■ **Potongan Dokumen**
* * * * * * * * *

Apakah Gazebo itu? Dalam kamus Wikipedia berbahasa Inggris disebutkan: “A gazebo is a pavilion structure, sometimes octagonal, in parks, gardens, and spacious public areas. Gazebos are freestanding or attached to a garden wall, roofed, and open on all sides; they provide shade, shelter, ornamental features in a landscape, and a place to rest. Some gazebos in public parks are large enough to serve as bandstands or rain shelters”. Gazebo adalah struktur paviliun, kadang-kadang bersegi delapan, biasanya terdapat di taman, kebun, dan area publik yang luas. Gazebo yang berdiri sendiri atau menempel pada dinding kebun, atap, dan terbuka pada semua sisi, di dalamnya biasanya disediakan tempat yang teduh, tempat berlindung, fitur hias lanskap, dan tempat untuk beristirahat. Beberapa gazebo di taman publik yang cukup besar bisanya digunakan sebagai bandstands atau tempat penampungan air hujan.

Mengapa harus Gazebo? Itulah pertanyaan mungkin akan muncul. Dua buah bangunan tanpa dinding yang kini berdiri megah di atas “kolam perjuangan” itu rupanya telah menginspirasi para mahasiswa dan dosen untuk dijadikan sebagai nama majalah kampus STAIS Kutim. Pemilihan nama “Gazebo” tidaklah datang dengan sendirinya, tidak pula semudah membalik telapak tangan. Bukan rahasia lagi bahwa sejak bangunan Gazebo itu berdiri bangunan itu tidak pernah sepi dari berbagai aktivitas mahasiswa, bahkan berbagai ide-ide besar telah dilahirkan di atasnya.

* * * * * * * * *

■ **Data Hasil Ekstraksi**
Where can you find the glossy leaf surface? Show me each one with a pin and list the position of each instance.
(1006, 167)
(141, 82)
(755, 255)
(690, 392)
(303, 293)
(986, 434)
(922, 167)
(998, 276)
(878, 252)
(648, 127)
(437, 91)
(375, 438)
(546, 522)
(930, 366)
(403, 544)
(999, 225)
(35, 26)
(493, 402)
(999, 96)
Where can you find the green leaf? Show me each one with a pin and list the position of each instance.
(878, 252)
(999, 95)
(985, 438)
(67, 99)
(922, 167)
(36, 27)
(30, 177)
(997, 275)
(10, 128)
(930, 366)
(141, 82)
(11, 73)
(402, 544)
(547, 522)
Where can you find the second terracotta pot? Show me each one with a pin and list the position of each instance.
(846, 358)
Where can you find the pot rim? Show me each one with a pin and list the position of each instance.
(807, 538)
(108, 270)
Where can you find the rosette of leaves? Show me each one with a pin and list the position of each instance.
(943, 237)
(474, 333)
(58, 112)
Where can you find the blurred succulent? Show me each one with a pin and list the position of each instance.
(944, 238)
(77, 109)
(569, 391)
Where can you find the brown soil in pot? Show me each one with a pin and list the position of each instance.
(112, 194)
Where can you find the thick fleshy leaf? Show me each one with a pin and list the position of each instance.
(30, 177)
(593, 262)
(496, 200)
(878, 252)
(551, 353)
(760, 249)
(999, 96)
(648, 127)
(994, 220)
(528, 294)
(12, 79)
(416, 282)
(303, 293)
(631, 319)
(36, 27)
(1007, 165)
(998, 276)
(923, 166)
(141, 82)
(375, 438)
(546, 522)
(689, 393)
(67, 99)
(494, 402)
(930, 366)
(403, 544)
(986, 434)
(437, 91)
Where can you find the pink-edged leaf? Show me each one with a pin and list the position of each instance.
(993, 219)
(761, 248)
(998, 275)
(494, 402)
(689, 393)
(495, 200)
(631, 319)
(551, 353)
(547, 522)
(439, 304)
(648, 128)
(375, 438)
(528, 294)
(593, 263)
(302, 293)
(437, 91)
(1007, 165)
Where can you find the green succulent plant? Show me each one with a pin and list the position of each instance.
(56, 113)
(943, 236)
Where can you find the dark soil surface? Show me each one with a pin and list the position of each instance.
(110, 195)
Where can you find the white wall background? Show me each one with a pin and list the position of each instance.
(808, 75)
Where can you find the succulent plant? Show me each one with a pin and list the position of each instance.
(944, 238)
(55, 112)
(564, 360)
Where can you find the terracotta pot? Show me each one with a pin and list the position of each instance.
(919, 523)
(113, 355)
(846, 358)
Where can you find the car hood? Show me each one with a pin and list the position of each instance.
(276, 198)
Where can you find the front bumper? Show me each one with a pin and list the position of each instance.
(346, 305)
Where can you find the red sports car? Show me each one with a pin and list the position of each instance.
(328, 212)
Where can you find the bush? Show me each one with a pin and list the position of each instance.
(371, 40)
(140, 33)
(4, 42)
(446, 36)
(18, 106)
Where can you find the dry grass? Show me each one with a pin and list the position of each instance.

* * * * * * * * *

■ **Tujuan A**
Menurut teks tentang gazebo, di atas apa dua bangunan tanpa dinding itu kini berdiri?
■ **Tujuan B**
Teruskan teks tentang gazebo dan majalah kampus STAIS Kutim, mulai setelah kalimat terakhirnya.

■ **Jawaban A**
Di atas “kolam perjuangan”.

■ **Jawaban B**
Di bangunan Gazebo itulah wadah bertemu antara mahasiswa dengan mahasiswa, mahasiswa dengan dosen, dan dosen dengan dosen dan sering melahirkan titik temu berupa agenda-agenda kegiatan kemahasiswaan. Tidaklah berlebihan jika dikatakan bahwa Gazebo itu merupakan cikal bakal lahirnya agenda-agenda pencerahan (enlightenment), yang menggugah kesadaran mahasiswa akan tugas dan perannya sebagai social agent (pelopor masyarakat), agent of change (pelopor perubahan). Bukankah Gazebo itu juga pernah digunakan untuk perkuliahan, bimbingan bahasa asing, pengajian kitab kuning, Maulid Habsyi, Rebana dan sebagainya?

Oleh karena itu, dapat diungkapkan bahwa Gazebo dalam dunia pendidikan khususnya di lingkungan civitas akademika STAIS Kutim dapat dimaknai sebagai kumpulan semangat yang tinggi, cita-cita luhur, wahana untuk eksplorasi wacana-wacana perubahan, dan sarana untuk mengekspresikan dan mengembangkan nilai-nilai seni dan budaya yang bernafaskan Islam, basis penggalian dan pengembangan gagasan-gagasan besar dan sebagainya. Karena itu, adalah tepat dan tak berlebihan jika kata Gazebo diadopsi sebagai nama majalah kampus kita.

Bahwa majalah Gazebo harus mampu mengemban visi sebagai media pencerahan yang dinamis, inovatif, dan futuristik. Sebagai media pencerahan yang dinamis, majalah Gazebo harus senantiasa mampu mengikuti perkembangan zaman, luwes dan berbobot. Sebagai media inovatif, majalah Gazebo harus mampu melakukan terobosan-terobosan baru yang lebih bermanfaat dan tepat sasaran. Sedangkan sebagai media futuristik, majalah Gazebo harus selalu berorientasi kedepan dalam penyelenggaraan dan pengembangan program-programnya yang populis dan akademis.

Majalah Gazebo adalah pers mahasiswa yang juga merupakan “pers pergerakan” dan “pers alternatif”, yang memposisikan diri menjadi alternatif dari pers umum. Majalah Gazebo pada saatnya kelak harus menjadi pers akademis yang berkutat dalam hal keilmuan. Penting untuk diingat bahwa majalah Gazebo bukanlah lembaga profesional, sehingga mau tidak mau majalah Gazebo berada dalam tahapan semi profesional.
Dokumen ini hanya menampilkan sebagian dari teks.